● **Your assignment**
Please print every line from the one containing "# provide a point for each instance of the green" through the last line of the records below, exactly as written and nothing more.

● **The data**
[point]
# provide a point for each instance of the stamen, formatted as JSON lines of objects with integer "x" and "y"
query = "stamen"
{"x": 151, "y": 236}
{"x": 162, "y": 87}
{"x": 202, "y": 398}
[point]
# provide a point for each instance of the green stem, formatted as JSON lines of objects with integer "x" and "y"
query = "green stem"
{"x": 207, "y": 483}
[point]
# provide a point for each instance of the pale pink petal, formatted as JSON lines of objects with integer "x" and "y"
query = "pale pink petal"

● **Expected answer**
# provide a point for each instance of the green stem, formatted as JSON lines of objects with integer "x" and "y"
query = "green stem"
{"x": 207, "y": 483}
[point]
# provide a point for each instance of the pale pink petal, formatted as JSON lines of objects with integer "x" and "y"
query = "pale pink petal"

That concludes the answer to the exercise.